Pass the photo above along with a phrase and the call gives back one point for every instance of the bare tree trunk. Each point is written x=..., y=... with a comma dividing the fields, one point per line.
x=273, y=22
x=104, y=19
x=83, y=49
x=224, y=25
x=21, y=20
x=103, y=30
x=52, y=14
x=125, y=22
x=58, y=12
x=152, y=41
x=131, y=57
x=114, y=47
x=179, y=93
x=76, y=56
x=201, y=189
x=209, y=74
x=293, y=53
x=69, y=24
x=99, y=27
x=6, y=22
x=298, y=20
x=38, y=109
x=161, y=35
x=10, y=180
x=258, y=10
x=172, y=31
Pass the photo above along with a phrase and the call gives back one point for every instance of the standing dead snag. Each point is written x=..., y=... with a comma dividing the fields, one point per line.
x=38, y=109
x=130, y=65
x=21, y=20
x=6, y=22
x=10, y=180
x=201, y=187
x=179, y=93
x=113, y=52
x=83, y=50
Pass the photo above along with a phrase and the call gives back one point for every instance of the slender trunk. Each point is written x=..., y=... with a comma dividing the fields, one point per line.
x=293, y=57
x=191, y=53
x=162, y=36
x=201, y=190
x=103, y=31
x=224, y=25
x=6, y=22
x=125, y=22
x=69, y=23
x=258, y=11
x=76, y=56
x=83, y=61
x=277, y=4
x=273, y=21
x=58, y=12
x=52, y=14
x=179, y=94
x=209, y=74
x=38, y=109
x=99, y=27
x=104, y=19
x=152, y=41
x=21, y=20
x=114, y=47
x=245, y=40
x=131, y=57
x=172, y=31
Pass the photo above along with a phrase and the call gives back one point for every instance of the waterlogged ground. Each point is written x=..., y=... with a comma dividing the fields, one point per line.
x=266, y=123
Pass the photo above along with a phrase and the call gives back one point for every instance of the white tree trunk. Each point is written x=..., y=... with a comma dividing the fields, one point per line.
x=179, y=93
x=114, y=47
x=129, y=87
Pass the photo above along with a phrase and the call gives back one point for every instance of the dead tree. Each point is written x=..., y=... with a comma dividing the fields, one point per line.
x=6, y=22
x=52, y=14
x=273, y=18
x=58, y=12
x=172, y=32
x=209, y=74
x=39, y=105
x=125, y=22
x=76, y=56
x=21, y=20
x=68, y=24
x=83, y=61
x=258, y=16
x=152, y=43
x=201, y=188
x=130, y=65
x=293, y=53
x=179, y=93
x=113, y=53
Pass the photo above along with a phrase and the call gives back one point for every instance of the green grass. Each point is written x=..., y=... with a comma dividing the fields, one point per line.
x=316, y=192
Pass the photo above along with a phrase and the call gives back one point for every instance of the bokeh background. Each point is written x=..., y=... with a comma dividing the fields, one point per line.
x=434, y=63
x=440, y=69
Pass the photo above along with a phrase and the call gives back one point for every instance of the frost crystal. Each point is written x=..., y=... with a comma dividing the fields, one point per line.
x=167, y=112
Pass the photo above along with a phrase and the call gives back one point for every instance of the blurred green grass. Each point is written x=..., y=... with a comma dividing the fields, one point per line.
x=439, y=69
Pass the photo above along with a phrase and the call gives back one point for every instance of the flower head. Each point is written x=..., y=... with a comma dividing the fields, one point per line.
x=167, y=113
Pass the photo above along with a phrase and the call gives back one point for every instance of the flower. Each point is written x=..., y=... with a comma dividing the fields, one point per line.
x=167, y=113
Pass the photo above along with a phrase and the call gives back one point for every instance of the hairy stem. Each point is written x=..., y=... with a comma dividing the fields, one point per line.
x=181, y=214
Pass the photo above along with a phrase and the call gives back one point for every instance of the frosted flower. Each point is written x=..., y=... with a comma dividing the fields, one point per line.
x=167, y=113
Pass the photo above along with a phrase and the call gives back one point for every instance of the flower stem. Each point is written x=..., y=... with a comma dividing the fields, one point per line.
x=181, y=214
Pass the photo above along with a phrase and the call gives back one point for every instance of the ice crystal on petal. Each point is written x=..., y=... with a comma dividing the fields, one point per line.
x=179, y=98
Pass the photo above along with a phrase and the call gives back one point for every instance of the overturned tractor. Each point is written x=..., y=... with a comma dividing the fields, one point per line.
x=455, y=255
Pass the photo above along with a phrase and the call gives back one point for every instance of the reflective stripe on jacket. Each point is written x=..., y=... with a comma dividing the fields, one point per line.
---
--- The task ---
Please reproduce the records from the start through the line containing "x=129, y=87", requests included, and offset every coordinate in the answers by -89.

--- Written reply ---
Pass the photo above along with a phrase and the call gives back one point for every instance of the bare tree trunk. Each point is written x=..., y=... with a comma dividing the fields, one point per line.
x=184, y=-67
x=15, y=-70
x=-6, y=-40
x=135, y=-64
x=-68, y=-69
x=14, y=-59
x=-37, y=-75
x=36, y=-67
x=-31, y=-77
x=63, y=-48
x=42, y=-32
x=25, y=-42
x=90, y=4
x=-13, y=-33
x=112, y=100
x=120, y=-15
x=204, y=-36
x=-20, y=-65
x=10, y=-62
x=-83, y=-67
x=209, y=-69
x=-51, y=20
x=72, y=-54
x=-79, y=91
x=169, y=-79
x=83, y=-58
Pass the photo above along with a phrase and the call gives back one point for every instance of the standing dead snag. Each point is written x=..., y=... with a comma dividing the fields, one point per line.
x=-51, y=20
x=41, y=-24
x=-68, y=-69
x=-83, y=-67
x=-79, y=91
x=112, y=98
x=90, y=4
x=24, y=-37
x=-6, y=-39
Pass the photo above along with a phrase and the call gives back one point for every instance of the slender trunk. Each point is written x=..., y=... with a comma dividing the fields, one point per line.
x=204, y=-32
x=102, y=-36
x=73, y=-53
x=112, y=101
x=14, y=-58
x=135, y=-64
x=-83, y=-67
x=36, y=-67
x=-20, y=-66
x=169, y=-78
x=-13, y=-33
x=-6, y=-28
x=188, y=-85
x=184, y=-68
x=-31, y=-77
x=-37, y=-75
x=90, y=5
x=120, y=-15
x=-51, y=20
x=10, y=-62
x=15, y=-70
x=63, y=-48
x=-68, y=-69
x=25, y=-42
x=156, y=-49
x=42, y=-32
x=83, y=-58
Pass the photo above along with a phrase and the call gives back one point for every instance of the waterlogged ground. Each point is written x=..., y=... with a comma dividing the fields, one point per line.
x=177, y=34
Pass the photo above along with a phrase and the call gives back one point for every instance of the white tree trunk. Each point is written x=..., y=... with a comma dividing the fields, one point per line.
x=90, y=4
x=25, y=-42
x=40, y=-2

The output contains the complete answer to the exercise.